Exercise - The data below must be copied in full and without any change.

Materials provided -
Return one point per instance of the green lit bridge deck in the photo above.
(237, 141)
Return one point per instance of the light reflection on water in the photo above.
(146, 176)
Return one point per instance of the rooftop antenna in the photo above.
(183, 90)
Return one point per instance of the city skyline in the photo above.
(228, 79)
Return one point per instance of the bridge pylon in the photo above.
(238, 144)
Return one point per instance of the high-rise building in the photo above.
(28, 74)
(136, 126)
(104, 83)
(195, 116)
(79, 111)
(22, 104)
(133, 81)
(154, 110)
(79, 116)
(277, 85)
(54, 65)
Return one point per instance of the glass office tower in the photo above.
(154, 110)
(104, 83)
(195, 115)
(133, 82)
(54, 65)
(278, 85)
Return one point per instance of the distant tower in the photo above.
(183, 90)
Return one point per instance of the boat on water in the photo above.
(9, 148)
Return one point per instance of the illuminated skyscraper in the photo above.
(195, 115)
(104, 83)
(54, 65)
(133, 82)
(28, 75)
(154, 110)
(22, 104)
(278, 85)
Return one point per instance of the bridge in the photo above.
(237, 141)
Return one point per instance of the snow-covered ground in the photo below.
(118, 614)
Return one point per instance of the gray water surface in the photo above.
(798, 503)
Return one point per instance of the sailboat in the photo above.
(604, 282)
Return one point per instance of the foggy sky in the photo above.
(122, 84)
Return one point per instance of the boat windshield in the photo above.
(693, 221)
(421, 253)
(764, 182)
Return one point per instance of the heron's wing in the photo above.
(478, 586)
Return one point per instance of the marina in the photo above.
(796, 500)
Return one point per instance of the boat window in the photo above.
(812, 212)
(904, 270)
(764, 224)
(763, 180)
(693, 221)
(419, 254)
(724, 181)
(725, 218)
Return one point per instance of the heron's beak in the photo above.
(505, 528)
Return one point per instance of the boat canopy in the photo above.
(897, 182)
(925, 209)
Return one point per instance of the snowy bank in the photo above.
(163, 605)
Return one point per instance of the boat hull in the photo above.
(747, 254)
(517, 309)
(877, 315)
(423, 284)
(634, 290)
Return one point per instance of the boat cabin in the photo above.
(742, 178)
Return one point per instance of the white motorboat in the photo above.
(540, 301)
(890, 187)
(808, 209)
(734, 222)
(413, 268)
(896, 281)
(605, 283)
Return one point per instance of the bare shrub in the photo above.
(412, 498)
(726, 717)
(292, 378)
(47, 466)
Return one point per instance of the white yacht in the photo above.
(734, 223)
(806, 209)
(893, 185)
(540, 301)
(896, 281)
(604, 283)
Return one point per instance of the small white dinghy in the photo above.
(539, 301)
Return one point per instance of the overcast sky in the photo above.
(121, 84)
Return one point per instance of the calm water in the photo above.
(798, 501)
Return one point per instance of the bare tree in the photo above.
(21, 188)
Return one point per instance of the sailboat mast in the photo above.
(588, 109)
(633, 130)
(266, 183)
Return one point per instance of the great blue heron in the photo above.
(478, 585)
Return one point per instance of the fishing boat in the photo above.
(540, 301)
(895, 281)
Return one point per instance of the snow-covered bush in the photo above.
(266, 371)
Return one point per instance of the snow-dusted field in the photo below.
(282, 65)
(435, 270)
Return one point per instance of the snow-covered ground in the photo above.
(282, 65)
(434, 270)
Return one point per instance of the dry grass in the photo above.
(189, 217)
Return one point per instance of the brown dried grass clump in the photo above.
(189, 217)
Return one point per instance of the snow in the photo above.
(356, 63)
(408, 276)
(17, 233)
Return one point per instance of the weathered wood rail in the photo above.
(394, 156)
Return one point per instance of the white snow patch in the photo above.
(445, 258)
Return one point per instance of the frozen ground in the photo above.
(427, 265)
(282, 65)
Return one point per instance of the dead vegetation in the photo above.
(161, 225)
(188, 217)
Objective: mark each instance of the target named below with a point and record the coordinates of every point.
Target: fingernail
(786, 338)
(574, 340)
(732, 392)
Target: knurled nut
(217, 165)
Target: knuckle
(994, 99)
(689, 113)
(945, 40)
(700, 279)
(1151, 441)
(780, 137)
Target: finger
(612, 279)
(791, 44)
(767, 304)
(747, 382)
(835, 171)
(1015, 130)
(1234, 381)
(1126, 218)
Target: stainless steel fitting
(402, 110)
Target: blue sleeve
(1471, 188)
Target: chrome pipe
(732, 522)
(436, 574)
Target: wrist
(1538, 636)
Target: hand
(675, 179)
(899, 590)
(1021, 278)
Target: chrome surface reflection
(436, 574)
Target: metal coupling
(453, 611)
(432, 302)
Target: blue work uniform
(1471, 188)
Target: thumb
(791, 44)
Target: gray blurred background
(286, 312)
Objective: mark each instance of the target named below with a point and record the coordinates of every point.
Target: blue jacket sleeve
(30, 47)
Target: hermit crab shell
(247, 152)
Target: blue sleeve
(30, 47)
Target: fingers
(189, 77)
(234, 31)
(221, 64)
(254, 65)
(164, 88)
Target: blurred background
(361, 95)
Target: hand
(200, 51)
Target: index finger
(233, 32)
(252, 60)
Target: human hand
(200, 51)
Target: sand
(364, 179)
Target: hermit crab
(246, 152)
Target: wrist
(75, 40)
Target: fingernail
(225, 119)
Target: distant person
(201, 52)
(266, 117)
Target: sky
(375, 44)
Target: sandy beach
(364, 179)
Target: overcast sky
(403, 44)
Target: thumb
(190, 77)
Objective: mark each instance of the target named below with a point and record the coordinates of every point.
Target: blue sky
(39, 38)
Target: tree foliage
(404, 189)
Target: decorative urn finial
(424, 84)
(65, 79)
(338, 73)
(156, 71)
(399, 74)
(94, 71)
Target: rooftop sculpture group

Result for this task -
Return one point per instance of the green lit bridge deck in the photo above.
(237, 141)
Return one point per instance of the light reflection on water in the photo above.
(146, 176)
Return one point per instance of the rooftop antenna in the photo above.
(183, 90)
Return one point per instance of the city skyline in the photo above.
(228, 79)
Return one point per instance of the bridge pylon in the photo above.
(238, 144)
Return one point per instance of the high-rise building in the photo above.
(28, 74)
(136, 126)
(104, 83)
(195, 116)
(79, 111)
(22, 104)
(133, 81)
(154, 110)
(79, 116)
(277, 85)
(54, 65)
Return one point per instance of the glass office tower in the photo above.
(154, 110)
(104, 83)
(195, 115)
(133, 82)
(54, 65)
(278, 85)
Return one point per instance of the distant tower in the photo above.
(183, 90)
Return one point per instance of the boat on water in the photo above.
(9, 148)
Return one point per instance of the illuminated skyscraper in the photo above.
(195, 115)
(104, 83)
(54, 65)
(133, 82)
(28, 75)
(154, 110)
(22, 104)
(278, 85)
Return one point per instance of the bridge in the photo above.
(237, 141)
Return one point per instance of the snow-covered ground in the photo below.
(118, 614)
Return one point per instance of the gray water surface in the photo above.
(798, 503)
Return one point per instance of the sailboat in the photo above.
(604, 282)
Return one point per instance of the foggy sky in the photo above.
(122, 84)
Return one point per instance of the boat windshield in the photo above.
(693, 221)
(421, 253)
(764, 182)
Return one point per instance of the heron's wing in the photo above.
(478, 586)
Return one point per instance of the marina in the photo above.
(796, 500)
Return one point per instance of the boat window in the photo above.
(812, 212)
(904, 270)
(764, 224)
(763, 180)
(693, 221)
(419, 254)
(724, 181)
(725, 218)
Return one point per instance of the heron's beak in the photo above.
(505, 528)
Return one point per instance of the boat canopy in the photo above.
(897, 182)
(925, 209)
Return one point per instance of the snowy bank in the photo above.
(163, 605)
Return one point per instance of the boat hull in the photo above.
(747, 254)
(517, 309)
(877, 315)
(423, 284)
(634, 290)
Return one point per instance of the boat cabin in the photo above.
(742, 178)
Return one point per instance of the white motorboat in the photo above.
(540, 301)
(890, 187)
(808, 209)
(734, 222)
(413, 268)
(896, 281)
(605, 283)
Return one point per instance of the bare shrub in the photo above.
(412, 498)
(726, 717)
(292, 378)
(47, 466)
Return one point per instance of the white yacht in the photo above.
(734, 223)
(806, 209)
(893, 185)
(540, 301)
(896, 281)
(604, 283)
Return one point per instance of the small white dinghy in the photo above.
(539, 301)
Return one point per instance of the overcast sky in the photo above.
(121, 84)
Return one point per instance of the calm water in the photo above.
(798, 501)
Return one point per instance of the bare tree in the photo above.
(21, 188)
Return one point per instance of the sailboat mast in the photo above.
(588, 109)
(633, 130)
(266, 183)
Return one point per instance of the great blue heron in the photo above.
(478, 585)
Return one point per instance of the fishing boat in the photo above.
(540, 301)
(895, 281)
Return one point per instance of the snow-covered bush in the photo above.
(266, 371)
Return one point per instance of the snow-dusted field in the photo below.
(282, 65)
(435, 270)
Return one point per instance of the snow-covered ground in the photo above.
(282, 65)
(434, 270)
Return one point per instance of the dry grass in the photo above.
(189, 217)
Return one point per instance of the brown dried grass clump in the photo above.
(189, 217)
Return one point per instance of the snow in the photo above.
(356, 63)
(408, 276)
(17, 233)
Return one point per instance of the weathered wood rail in the photo above.
(394, 156)
Return one point per instance of the white snow patch in the photo above.
(445, 258)
Return one point per instance of the frozen ground in the photo above.
(427, 265)
(282, 65)
Return one point per instance of the dead vegetation in the photo above.
(161, 225)
(188, 217)
Objective: mark each instance of the target named below with a point and record the coordinates of every point.
Target: fingernail
(786, 338)
(574, 340)
(732, 392)
Target: knurled nut
(217, 165)
Target: knuckle
(994, 99)
(689, 113)
(945, 40)
(700, 279)
(1151, 441)
(780, 137)
Target: finger
(612, 279)
(791, 44)
(767, 304)
(747, 382)
(835, 171)
(1015, 130)
(1234, 381)
(1126, 218)
Target: stainless steel fitting
(402, 110)
Target: blue sleeve
(1471, 188)
Target: chrome pipe
(732, 522)
(436, 574)
Target: wrist
(1538, 636)
Target: hand
(675, 179)
(899, 590)
(1021, 278)
Target: chrome surface reflection
(436, 574)
Target: metal coupling
(453, 611)
(432, 302)
Target: blue work uniform
(1471, 188)
Target: thumb
(791, 44)
Target: gray blurred background
(286, 312)
Objective: mark each instance of the target named below with a point and record the coordinates of every point.
Target: blue jacket sleeve
(30, 47)
Target: hermit crab shell
(247, 152)
Target: blue sleeve
(30, 47)
Target: fingers
(189, 77)
(234, 31)
(221, 64)
(254, 65)
(164, 88)
Target: blurred background
(361, 95)
Target: hand
(200, 51)
Target: index finger
(233, 32)
(252, 60)
Target: human hand
(200, 51)
Target: sand
(364, 179)
Target: hermit crab
(246, 152)
Target: wrist
(75, 40)
Target: fingernail
(225, 119)
Target: distant person
(201, 52)
(266, 117)
Target: sky
(375, 44)
Target: sandy beach
(364, 179)
Target: overcast sky
(403, 44)
Target: thumb
(190, 77)
Objective: mark each instance of the target named below with a point and record the coordinates of every point.
Target: blue sky
(39, 38)
Target: tree foliage
(404, 189)
Target: decorative urn finial
(424, 84)
(65, 79)
(338, 73)
(156, 71)
(399, 74)
(94, 71)
Target: rooftop sculpture group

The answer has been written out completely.